- **Supplied data**
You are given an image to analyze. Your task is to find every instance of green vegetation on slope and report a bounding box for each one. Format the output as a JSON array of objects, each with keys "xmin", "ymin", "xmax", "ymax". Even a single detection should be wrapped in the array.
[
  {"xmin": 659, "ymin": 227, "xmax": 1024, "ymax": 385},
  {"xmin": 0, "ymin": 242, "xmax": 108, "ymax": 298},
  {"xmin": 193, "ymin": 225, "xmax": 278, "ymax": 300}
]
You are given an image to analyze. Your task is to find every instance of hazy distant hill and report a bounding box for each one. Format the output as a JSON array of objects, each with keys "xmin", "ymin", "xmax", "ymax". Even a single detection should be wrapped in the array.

- **To do**
Can you quote all of the items above verbatim, with nothing changed?

- **Reply**
You are given an image to analyze. Your task is to find every instance of green vegetation on slope and report a bounding box for each one. Format the output as a JSON array of objects, each with keys "xmin", "ymin", "xmax", "ymax". Even a single detection should be wrapped in the array.
[
  {"xmin": 659, "ymin": 227, "xmax": 1024, "ymax": 385},
  {"xmin": 0, "ymin": 242, "xmax": 108, "ymax": 298},
  {"xmin": 193, "ymin": 225, "xmax": 278, "ymax": 300}
]
You are given an image to analyze. Your task is to find every instance of hazy distant hill and report a bounding box for each one. Format the output as a JSON array of objects, each with keys "xmin", "ymin", "xmax", "ymax". Even a single detection should be wrapped in the array.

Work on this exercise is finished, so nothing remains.